### ARTICLE ###

FORM OF NONQUALIFIED STOCK OPTION AGREEMENT NON-EMPLOYEE DIRECTOR
Exhibit 10.3
FORM OF
NONQUALIFIED STOCK OPTION AGREEMENT
NON-EMPLOYEE DIRECTOR
This AGREEMENT (the “Agreement”) is made as of _____ __, 200__ (the “Date of Grant”) by and between GEORGIA GULF CORPORATION, a Delaware corporation (the “Company”), and ________________________ (“Optionee”).
1. Grant of Stock Option. Subject to and upon the terms, conditions, and restrictions set forth in this Agreement and in the Company’s 2002 Equity and Performance Incentive Plan (the “Plan”), the Company hereby grants to the Optionee as of the Date of Grant a stock option (the “Option”) to purchase ______ shares of the Company’s Common Stock (the “Optioned Shares”). The Option may be exercised from time to time in accordance with the terms of this Agreement. The price at which the Optioned Shares may be purchased pursuant to this Option shall be $______ per share subject to adjustment as hereinafter provided (the “Option Price”). The Option is intended to be a nonqualified stock option and shall not be treated as an “incentive stock option” within the meaning of that term under Section 422 of the Code, or any successor provision thereto.
2. Term of Option. The term of the Option shall commence on the Date of Grant and, unless earlier terminated in accordance with Section 6 hereof, shall expire ten (10) years from the Date of Grant.
3. Right to Exercise. Subject to expiration or earlier termination, 100% of the Option shall become exercisable on the first anniversary of the Date of Grant. To the extent the Option is exercisable, it may be exercised in whole or in part. In no event shall the Optionee be entitled to acquire a fraction of one Optioned Share pursuant to this Option. The Optionee shall be entitled to the privileges of ownership with respect to Optioned Shares purchased and delivered to him upon the exercise of all or part of this Option.
4. Transferability. The Option granted hereby shall be transferable by an Option, without payment of consideration therefor by the transferee, to any one or more members of the Optionee’s Immediate Family (or to one or more trusts established solely for the benefit of one or more members of the Optionee’s Immediate Family or to one or more partnerships in which the only partners are members of the Participant’s Immediately Family); provided, however, that (i) no such transfer shall be effective unless reasonable prior notice thereof is delivered to the Company and such transfer is thereafter effected in accordance with any terms and conditions that shall have been made applicable thereto by the Company or the Board and (ii) any such transferee shall be subject to the same terms and conditions hereunder as the Optionee.
5. Notice of Exercise; Payment.

### RECORDS PROVIDED ###

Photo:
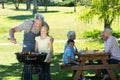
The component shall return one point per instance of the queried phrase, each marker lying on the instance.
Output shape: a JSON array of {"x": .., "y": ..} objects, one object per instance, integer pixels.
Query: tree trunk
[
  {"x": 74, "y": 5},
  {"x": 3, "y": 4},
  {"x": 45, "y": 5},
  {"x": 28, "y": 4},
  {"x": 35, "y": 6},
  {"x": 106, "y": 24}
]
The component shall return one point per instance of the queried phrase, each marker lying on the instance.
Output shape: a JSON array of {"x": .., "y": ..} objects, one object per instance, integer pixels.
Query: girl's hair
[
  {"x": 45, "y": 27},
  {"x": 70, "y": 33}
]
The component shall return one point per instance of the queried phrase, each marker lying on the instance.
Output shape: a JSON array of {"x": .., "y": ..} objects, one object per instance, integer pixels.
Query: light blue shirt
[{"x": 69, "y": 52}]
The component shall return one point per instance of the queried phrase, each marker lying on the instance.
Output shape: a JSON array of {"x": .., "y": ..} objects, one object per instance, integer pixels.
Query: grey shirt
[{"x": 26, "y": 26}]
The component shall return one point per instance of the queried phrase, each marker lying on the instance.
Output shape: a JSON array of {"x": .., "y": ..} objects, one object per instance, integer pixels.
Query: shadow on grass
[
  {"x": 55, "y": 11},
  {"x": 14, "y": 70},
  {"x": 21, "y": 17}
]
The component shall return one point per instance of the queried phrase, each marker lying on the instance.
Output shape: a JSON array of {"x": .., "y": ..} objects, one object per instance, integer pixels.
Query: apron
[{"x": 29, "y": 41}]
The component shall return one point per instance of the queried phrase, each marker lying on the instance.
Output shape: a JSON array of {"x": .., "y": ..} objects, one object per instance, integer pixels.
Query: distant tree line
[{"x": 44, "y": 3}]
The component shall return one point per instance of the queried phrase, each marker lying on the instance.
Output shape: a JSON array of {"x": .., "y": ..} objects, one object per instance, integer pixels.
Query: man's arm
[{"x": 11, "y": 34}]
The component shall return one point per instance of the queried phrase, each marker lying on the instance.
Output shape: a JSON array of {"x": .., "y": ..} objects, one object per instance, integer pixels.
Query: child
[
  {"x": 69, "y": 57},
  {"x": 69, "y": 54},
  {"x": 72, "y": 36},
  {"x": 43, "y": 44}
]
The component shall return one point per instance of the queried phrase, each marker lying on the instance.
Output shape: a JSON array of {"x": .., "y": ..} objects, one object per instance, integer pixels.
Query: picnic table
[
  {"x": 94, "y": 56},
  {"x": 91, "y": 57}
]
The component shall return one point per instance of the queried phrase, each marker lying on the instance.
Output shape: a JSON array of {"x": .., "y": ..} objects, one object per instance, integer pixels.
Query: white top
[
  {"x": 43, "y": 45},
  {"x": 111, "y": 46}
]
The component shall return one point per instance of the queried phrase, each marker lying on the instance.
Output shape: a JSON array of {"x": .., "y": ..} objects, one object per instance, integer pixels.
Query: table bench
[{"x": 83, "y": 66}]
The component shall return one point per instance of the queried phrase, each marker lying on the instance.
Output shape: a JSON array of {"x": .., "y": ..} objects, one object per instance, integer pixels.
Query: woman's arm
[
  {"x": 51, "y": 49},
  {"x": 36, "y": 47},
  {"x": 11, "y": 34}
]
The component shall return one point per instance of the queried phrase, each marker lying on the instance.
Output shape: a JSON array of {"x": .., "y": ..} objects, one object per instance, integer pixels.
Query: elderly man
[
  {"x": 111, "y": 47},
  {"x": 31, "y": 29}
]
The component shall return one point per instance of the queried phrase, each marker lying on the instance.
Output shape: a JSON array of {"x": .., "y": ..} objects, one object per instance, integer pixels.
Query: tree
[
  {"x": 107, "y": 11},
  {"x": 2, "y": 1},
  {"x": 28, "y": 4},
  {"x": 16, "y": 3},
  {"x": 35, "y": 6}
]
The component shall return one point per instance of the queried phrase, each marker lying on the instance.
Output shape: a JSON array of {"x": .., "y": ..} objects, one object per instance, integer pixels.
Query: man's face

###
### RECORDS PROVIDED ###

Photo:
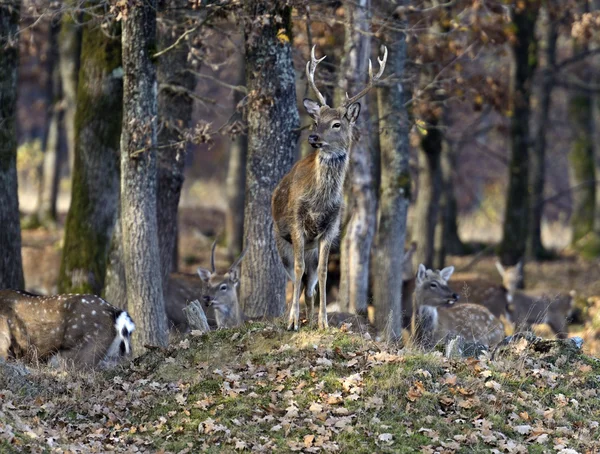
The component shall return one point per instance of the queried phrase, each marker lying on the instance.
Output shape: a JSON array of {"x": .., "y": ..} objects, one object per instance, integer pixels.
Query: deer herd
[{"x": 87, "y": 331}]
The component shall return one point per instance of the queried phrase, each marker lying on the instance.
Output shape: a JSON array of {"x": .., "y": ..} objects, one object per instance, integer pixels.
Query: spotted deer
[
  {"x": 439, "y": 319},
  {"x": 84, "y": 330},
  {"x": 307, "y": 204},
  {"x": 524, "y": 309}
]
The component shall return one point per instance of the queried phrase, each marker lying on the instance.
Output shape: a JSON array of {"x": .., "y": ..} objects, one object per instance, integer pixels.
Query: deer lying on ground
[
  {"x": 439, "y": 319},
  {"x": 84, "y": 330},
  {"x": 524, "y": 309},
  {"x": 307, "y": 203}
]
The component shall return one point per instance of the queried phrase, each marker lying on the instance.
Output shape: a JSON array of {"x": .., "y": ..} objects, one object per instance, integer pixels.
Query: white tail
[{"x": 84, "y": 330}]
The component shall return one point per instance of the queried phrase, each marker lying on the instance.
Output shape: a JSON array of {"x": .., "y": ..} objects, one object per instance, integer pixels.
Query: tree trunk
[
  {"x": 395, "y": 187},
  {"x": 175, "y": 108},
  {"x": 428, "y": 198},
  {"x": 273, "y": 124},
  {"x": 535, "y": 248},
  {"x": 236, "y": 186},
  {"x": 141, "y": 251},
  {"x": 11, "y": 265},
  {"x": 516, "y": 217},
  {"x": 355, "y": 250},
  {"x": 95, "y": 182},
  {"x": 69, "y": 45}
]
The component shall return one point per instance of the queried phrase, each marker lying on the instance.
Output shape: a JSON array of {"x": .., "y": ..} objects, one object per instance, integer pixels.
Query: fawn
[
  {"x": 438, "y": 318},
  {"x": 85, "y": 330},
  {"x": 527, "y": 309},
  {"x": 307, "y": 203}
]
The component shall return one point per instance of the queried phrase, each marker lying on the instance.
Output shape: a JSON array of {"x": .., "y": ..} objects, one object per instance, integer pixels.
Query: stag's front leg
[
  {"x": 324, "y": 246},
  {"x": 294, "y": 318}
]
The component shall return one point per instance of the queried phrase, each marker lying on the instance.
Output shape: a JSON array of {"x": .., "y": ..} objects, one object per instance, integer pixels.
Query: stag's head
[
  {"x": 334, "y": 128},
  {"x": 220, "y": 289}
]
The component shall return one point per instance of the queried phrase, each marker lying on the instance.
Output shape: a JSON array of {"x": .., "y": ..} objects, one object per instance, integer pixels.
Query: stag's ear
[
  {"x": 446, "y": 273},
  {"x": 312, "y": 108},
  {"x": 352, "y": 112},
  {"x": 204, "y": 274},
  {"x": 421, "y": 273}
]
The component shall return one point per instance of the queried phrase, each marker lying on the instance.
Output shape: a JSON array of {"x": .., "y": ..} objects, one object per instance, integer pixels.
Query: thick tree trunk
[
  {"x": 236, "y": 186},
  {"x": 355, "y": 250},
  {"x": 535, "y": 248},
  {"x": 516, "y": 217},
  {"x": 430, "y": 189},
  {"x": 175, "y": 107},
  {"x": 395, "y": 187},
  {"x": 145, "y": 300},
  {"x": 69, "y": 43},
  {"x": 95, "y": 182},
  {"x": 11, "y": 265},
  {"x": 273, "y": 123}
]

###

TASKS TO COMPLETE -
a) In the stock option agreement, how long after the Date of Grant does the Option expire if it is not terminated earlier?
b) Pick up the stock option agreement after its last heading, "5. Notice of Exercise; Payment.", and write the body of that section.

RESULTS FOR THE EXERCISE -
a) Ten years from the Date of Grant.

b)
(a) To the extent then exercisable, the Option may be exercised by written notice to the Company stating the number of Optioned Shares for which the Option is being exercised and the intended manner of payment. Payment equal to the aggregate Option Price of the Optioned Shares being exercised shall be tendered in full with the notice of exercise to the Company in cash in the form of currency or check or other cash equivalent acceptable to the Company. The requirement of payment in cash shall be deemed satisfied if the Optionee makes arrangements that are satisfactory to the Company with a broker that is a member of the National Association of Securities Dealers, Inc. to sell a sufficient number of Optioned Shares which are being purchased pursuant to the exercise, so that the net proceeds of the sale transaction will at least equal the amount of the aggregate Option Price, and pursuant to which the broker undertakes to deliver to the Company the amount of the aggregate Option Price not later than the date on which the sale transaction will settle in the ordinary course of business.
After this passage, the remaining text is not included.